GOAL:
Copy the listing below word for word, from the first line to the last.

Items stored from a collection
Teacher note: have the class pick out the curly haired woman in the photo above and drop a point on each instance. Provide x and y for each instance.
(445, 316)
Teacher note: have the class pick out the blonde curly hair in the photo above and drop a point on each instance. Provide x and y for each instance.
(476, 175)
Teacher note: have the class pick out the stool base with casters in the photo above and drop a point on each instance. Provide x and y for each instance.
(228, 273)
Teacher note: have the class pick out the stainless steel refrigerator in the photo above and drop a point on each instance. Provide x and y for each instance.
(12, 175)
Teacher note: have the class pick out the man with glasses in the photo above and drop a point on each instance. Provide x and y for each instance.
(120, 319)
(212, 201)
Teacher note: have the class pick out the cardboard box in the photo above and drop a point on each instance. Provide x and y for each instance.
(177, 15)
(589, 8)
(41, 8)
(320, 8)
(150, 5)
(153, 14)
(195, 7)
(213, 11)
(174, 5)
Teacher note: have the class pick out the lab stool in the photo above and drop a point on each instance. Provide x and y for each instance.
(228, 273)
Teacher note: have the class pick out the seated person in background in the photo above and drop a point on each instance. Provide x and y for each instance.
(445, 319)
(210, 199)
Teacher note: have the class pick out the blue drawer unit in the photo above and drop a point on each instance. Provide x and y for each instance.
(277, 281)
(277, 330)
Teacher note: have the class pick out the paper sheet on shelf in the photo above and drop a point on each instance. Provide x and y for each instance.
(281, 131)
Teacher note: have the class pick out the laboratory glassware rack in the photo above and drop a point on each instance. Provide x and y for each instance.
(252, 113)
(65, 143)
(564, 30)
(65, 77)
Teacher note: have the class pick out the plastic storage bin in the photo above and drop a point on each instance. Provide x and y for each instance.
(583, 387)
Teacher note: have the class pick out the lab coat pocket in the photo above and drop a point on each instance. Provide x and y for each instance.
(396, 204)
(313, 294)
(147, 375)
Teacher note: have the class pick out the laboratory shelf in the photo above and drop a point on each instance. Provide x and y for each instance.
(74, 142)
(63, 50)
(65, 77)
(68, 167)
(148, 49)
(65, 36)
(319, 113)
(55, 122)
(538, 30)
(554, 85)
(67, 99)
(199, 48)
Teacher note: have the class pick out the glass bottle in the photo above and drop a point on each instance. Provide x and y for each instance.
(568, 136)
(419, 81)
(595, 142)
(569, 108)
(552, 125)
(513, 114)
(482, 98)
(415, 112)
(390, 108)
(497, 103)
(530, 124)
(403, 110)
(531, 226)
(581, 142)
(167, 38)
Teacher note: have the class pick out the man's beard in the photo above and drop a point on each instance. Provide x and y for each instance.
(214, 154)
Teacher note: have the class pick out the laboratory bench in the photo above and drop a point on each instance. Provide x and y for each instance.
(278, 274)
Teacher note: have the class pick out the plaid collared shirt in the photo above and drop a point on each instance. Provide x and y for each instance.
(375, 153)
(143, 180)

TASK RESULT:
Teacher note: have the class pick out the curly haired woman in the photo above and drop a point on each instance. Provide x and y for each instance.
(445, 316)
Teacher note: have the class pick out the blonde curly hair in the photo above and drop a point on each instance. Provide x and y for each instance.
(476, 175)
Teacher note: have the class pick out the stool base with casters in the photo above and drop a point on each instance. Provide x and y for each instance.
(228, 273)
Teacher note: have the class pick out the stainless steel refrigerator in the photo above and drop a point on each instance. Provide x and y for each instance.
(12, 175)
Teacher note: have the class pick out the man with glasses in the photo above and drop a point on each instance. Provide x and y for each instance.
(120, 319)
(212, 201)
Teacher note: have the class pick out the cardboard box in the photo above and drop a point on each instance. Provide x and y for each instance.
(177, 15)
(589, 8)
(41, 8)
(320, 8)
(150, 5)
(153, 14)
(195, 7)
(213, 11)
(174, 5)
Teacher note: have the class pick out the lab stool in the photo above and drop a point on each instance. Provide x and y for each instance.
(228, 273)
Teacher note: have the class pick out the seated person in background in the photo above and drop a point on each instance. Provide x and y for each instance.
(445, 319)
(210, 199)
Teacher note: have the class pick out the blue drawer unit in the photo above and drop a point on each instance. Provide x and y for each instance.
(277, 281)
(277, 330)
Teacher note: have the class pick out the paper sheet on shelf in the photo above and drop a point on each instance. Provide x and y for each instance.
(281, 131)
Teacher note: have the class pick out the laboratory glassware rack in the photo above and drop a point on each instance. Provide x and y for each instance.
(252, 113)
(65, 143)
(564, 30)
(65, 77)
Teacher note: have the class pick out the plastic storage bin in the photo above and drop a point on each instance. Provide x and y for each instance.
(583, 387)
Teacher note: have the class pick out the lab coat pocket in the photo above and drop a point on each instance. Provide x and y for each instance.
(396, 204)
(313, 294)
(147, 375)
Teacher note: have the class pick out the laboratory shelf in the photo above and drop a point on each instance. Provide x and y for each instance.
(74, 142)
(63, 50)
(65, 77)
(68, 167)
(148, 49)
(65, 36)
(319, 113)
(55, 122)
(538, 30)
(554, 85)
(67, 99)
(199, 48)
Teacher note: have the class pick out the glass bottle in the photo above and drop a point on each instance. Provide x and y for each instance.
(568, 136)
(419, 81)
(595, 142)
(569, 108)
(552, 125)
(513, 114)
(482, 98)
(415, 112)
(390, 108)
(497, 103)
(530, 124)
(403, 110)
(531, 226)
(581, 142)
(167, 38)
Teacher note: have the class pick out the man's beard in the photo above and drop a point on each instance. Provide x and y for each instance.
(214, 154)
Teacher note: have the class pick out the laboratory bench in the photo above and drop a point on each instance. Provide x and y for each instance.
(278, 274)
Teacher note: have the class pick out the plaid collared shirt in the photo above and drop a point on each instance. Provide x and y for each instance.
(375, 153)
(143, 180)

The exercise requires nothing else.